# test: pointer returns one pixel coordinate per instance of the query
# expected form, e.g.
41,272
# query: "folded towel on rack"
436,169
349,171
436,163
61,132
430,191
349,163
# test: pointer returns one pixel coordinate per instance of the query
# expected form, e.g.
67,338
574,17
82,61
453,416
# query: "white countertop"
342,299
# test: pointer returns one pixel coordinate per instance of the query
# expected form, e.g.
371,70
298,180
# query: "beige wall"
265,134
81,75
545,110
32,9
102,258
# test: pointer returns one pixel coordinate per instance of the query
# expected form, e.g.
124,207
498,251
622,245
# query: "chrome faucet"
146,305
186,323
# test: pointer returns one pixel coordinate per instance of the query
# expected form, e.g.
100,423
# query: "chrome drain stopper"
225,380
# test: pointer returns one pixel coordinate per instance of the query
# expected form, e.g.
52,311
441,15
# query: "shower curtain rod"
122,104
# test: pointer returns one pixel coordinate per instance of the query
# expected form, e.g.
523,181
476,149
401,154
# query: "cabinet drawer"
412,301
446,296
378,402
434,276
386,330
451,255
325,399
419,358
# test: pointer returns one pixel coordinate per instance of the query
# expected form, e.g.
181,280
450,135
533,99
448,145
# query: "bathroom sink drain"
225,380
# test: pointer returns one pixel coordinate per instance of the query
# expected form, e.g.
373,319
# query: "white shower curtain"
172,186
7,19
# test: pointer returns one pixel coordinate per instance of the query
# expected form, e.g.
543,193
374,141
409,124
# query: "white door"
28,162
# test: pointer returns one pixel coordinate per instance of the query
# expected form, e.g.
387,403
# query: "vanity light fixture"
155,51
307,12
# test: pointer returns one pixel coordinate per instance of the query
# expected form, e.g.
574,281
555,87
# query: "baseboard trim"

## Requirement
Extract the complete listing verbatim.

## Answer box
# test: pointer returns one pixel coordinate per instance of the query
# expected form, e.g.
41,272
# query: "folded towel on rack"
436,169
349,171
436,163
61,132
430,191
349,163
# test: pointer returns one pixel coordinate per instance of the query
# expected form, e.g.
67,338
574,17
82,61
453,416
# query: "white countertop"
342,299
# test: pointer returns one pixel coordinate per instance of the query
# expected form, e.g.
371,70
298,180
# query: "beige wall"
265,134
81,75
545,110
32,9
102,258
# test: pointer returns one pixel coordinate per instance of the query
# expected form, e.g.
124,207
498,251
622,245
# query: "chrome faucet"
146,305
186,323
# test: pointer returns one pixel coordinate per instance of the query
# expected form, e.g.
100,423
# query: "chrome drain stopper"
225,380
# test: pointer returns one pixel coordinate per instance of the query
# expected form, e.g.
52,311
441,15
# query: "shower curtain rod"
122,104
# test: pointer returns one pixel coordinate per instance of the query
# expected form, e.g.
523,181
476,149
401,154
# query: "cabinet drawer"
412,301
446,296
378,402
434,276
386,330
451,255
325,399
419,358
# test: pointer returns one pixel coordinate per instance of the query
# expected form, e.g.
181,280
450,135
533,99
448,145
# query: "bathroom sink drain"
225,380
# test: pointer returns one pixel coordinate per instance of the query
# expected form, e.g.
373,319
# query: "white shower curtain"
172,186
7,19
# test: pointer returns one pixel coordinate per instance of the query
# expected form, e.g.
543,193
374,141
409,124
# query: "white door"
28,162
# test: pointer returns one pixel coordinate per instance of the query
# expected form, e.g.
387,403
# query: "vanity light fixture"
155,51
307,12
# test: pointer returns one pixel coordinate per instance of the query
# expected form, e.g.
574,281
555,87
# query: "baseboard trim"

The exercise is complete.